- Instruction
Each of the entries should be retyped precisely as it appears.

- The input

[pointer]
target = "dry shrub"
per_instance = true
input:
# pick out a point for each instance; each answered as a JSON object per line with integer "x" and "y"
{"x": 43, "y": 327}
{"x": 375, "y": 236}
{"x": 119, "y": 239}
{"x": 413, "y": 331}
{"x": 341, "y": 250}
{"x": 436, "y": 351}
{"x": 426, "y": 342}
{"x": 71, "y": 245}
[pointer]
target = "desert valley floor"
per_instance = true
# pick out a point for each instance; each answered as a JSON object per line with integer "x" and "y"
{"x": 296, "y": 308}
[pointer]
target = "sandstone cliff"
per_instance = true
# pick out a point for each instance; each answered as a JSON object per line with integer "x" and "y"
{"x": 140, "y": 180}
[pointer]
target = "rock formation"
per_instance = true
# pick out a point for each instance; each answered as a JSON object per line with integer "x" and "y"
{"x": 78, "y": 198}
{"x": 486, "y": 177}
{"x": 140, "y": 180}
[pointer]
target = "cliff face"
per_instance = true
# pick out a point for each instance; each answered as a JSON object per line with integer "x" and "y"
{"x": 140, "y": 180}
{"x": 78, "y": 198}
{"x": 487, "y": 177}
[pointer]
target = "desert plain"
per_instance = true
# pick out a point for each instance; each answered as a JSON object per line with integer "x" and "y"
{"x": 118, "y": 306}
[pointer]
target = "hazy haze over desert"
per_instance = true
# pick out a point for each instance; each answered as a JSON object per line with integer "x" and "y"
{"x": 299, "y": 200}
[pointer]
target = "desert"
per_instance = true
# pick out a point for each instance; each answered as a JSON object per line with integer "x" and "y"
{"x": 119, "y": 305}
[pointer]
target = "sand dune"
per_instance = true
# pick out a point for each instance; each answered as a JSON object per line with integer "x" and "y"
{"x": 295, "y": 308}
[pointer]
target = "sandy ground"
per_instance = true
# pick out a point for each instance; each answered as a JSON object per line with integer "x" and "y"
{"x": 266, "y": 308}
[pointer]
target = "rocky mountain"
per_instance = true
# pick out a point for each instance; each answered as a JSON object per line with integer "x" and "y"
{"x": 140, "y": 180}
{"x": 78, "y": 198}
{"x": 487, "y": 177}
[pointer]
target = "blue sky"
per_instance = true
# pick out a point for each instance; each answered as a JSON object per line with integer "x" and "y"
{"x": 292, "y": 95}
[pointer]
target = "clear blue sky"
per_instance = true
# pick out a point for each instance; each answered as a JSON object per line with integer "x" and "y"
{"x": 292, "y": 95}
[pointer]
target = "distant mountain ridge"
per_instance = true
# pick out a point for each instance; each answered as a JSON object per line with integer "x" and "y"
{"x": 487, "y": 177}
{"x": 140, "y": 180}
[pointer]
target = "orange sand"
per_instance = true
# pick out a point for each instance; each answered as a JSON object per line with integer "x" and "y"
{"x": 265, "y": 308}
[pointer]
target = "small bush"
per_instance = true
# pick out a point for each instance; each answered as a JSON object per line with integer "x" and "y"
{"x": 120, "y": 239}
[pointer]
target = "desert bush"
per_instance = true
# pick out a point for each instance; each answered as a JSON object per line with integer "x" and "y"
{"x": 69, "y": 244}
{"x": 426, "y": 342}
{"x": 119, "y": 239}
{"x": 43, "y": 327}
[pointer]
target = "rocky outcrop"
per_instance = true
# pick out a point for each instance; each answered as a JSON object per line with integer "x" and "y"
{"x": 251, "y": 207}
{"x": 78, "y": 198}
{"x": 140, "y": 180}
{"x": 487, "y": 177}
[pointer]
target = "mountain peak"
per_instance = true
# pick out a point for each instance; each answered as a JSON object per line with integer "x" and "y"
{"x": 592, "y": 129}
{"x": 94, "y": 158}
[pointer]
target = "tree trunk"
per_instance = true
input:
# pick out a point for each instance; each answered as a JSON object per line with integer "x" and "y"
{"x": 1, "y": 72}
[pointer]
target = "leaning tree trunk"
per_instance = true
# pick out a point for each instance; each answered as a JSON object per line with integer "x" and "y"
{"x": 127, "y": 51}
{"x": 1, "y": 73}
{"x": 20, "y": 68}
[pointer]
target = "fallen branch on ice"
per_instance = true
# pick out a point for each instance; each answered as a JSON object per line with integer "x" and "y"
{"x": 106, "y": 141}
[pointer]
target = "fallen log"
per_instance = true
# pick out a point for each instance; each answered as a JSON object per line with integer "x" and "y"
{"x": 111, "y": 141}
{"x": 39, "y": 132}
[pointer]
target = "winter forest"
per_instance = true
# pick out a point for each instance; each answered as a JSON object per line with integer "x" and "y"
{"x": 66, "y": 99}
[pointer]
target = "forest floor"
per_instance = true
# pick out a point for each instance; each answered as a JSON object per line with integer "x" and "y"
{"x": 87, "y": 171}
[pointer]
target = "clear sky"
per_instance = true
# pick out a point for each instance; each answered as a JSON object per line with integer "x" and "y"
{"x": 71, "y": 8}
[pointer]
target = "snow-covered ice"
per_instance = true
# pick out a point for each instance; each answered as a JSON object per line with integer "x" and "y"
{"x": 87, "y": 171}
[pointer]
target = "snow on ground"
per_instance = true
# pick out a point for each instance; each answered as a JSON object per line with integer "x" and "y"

- Worked answer
[pointer]
target = "dry shrub"
per_instance = true
input:
# pick out a point for each instance; each answered as a JSON object per line with integer "x" and "y"
{"x": 43, "y": 327}
{"x": 375, "y": 236}
{"x": 119, "y": 239}
{"x": 413, "y": 331}
{"x": 341, "y": 250}
{"x": 436, "y": 351}
{"x": 426, "y": 342}
{"x": 71, "y": 245}
[pointer]
target = "desert valley floor"
per_instance = true
# pick out a point for each instance; each answered as a JSON object per line with integer "x" and "y"
{"x": 296, "y": 308}
[pointer]
target = "sandstone cliff"
per_instance = true
# pick out a point for each instance; each answered as a JSON object per line with integer "x" and "y"
{"x": 140, "y": 180}
[pointer]
target = "rock formation"
per_instance = true
# pick out a point for each instance; each answered as a JSON object per line with integer "x" and "y"
{"x": 78, "y": 198}
{"x": 486, "y": 177}
{"x": 140, "y": 180}
[pointer]
target = "cliff face"
per_instance = true
# pick out a point for each instance; each answered as a JSON object per line with integer "x" and "y"
{"x": 140, "y": 180}
{"x": 78, "y": 198}
{"x": 487, "y": 177}
[pointer]
target = "desert plain"
per_instance = true
# pick out a point for each instance; each answered as a JSON object per line with integer "x" and "y"
{"x": 118, "y": 306}
[pointer]
target = "hazy haze over desert"
per_instance = true
# pick out a point for each instance; each answered as a JSON object per line with integer "x" and "y"
{"x": 299, "y": 200}
[pointer]
target = "desert"
per_instance = true
# pick out a point for each instance; each answered as a JSON object per line with integer "x" and "y"
{"x": 119, "y": 305}
[pointer]
target = "sand dune"
per_instance = true
# pick out a point for each instance; each answered as a JSON object per line with integer "x" and "y"
{"x": 295, "y": 308}
[pointer]
target = "sandy ground"
per_instance = true
# pick out a point for each instance; each answered as a JSON object per line with integer "x" and "y"
{"x": 266, "y": 308}
[pointer]
target = "rocky mountain"
per_instance = true
# pick out a point for each instance; each answered as a JSON object per line with integer "x" and "y"
{"x": 140, "y": 180}
{"x": 78, "y": 198}
{"x": 487, "y": 177}
[pointer]
target = "blue sky"
per_instance = true
# pick out a point for each instance; each answered as a JSON object per line with integer "x" and "y"
{"x": 292, "y": 95}
[pointer]
target = "clear blue sky"
per_instance = true
# pick out a point for each instance; each answered as a JSON object per line with integer "x" and "y"
{"x": 292, "y": 95}
[pointer]
target = "distant mountain ridge"
per_instance = true
# pick out a point for each instance; each answered as a JSON object per line with integer "x" and "y"
{"x": 487, "y": 177}
{"x": 140, "y": 180}
[pointer]
target = "orange sand"
per_instance = true
# pick out a point for each instance; each answered as a JSON object per line with integer "x" and "y"
{"x": 265, "y": 308}
[pointer]
target = "small bush"
per_instance = true
# pick out a point for each instance; each answered as a JSON object per line with integer "x" and "y"
{"x": 120, "y": 239}
[pointer]
target = "desert bush"
per_instance = true
# pick out a point for each instance; each answered as a JSON object per line with integer "x" and "y"
{"x": 69, "y": 244}
{"x": 426, "y": 342}
{"x": 119, "y": 239}
{"x": 43, "y": 327}
[pointer]
target = "rocky outcrop"
per_instance = true
# pick out a point for each instance; each answered as a JSON object per line with integer "x" and "y"
{"x": 251, "y": 207}
{"x": 78, "y": 198}
{"x": 140, "y": 180}
{"x": 487, "y": 177}
[pointer]
target = "mountain peak"
per_instance = true
# pick out a point for each instance; each answered as a JSON object per line with integer "x" and "y"
{"x": 592, "y": 129}
{"x": 94, "y": 158}
[pointer]
target = "tree trunk"
per_instance = true
input:
# pick out a point for each instance; each answered as a JSON object per line with integer "x" and "y"
{"x": 1, "y": 72}
[pointer]
target = "leaning tree trunk"
per_instance = true
# pick out a point for each instance; each answered as a JSON object per line with integer "x" and "y"
{"x": 127, "y": 51}
{"x": 1, "y": 73}
{"x": 20, "y": 68}
[pointer]
target = "fallen branch on ice"
per_instance = true
# pick out a point for each instance; each answered as a JSON object per line with integer "x" and "y"
{"x": 106, "y": 141}
[pointer]
target = "fallen log"
per_instance = true
# pick out a point for each instance; each answered as a JSON object per line with integer "x" and "y"
{"x": 111, "y": 141}
{"x": 39, "y": 132}
[pointer]
target = "winter forest"
per_instance = true
# pick out a point for each instance; each answered as a JSON object per line with integer "x" and "y"
{"x": 66, "y": 99}
[pointer]
target = "forest floor"
per_instance = true
# pick out a point for each instance; each answered as a JSON object per line with integer "x" and "y"
{"x": 87, "y": 171}
[pointer]
target = "clear sky"
per_instance = true
# pick out a point for each instance; each answered as a JSON object per line with integer "x" and "y"
{"x": 71, "y": 8}
[pointer]
target = "snow-covered ice"
per_instance = true
# pick out a point for each instance; each answered as a JSON object per line with integer "x" and "y"
{"x": 87, "y": 171}
[pointer]
target = "snow on ground"
per_instance = true
# pick out a point for each instance; each answered as a JSON object per line with integer "x" and "y"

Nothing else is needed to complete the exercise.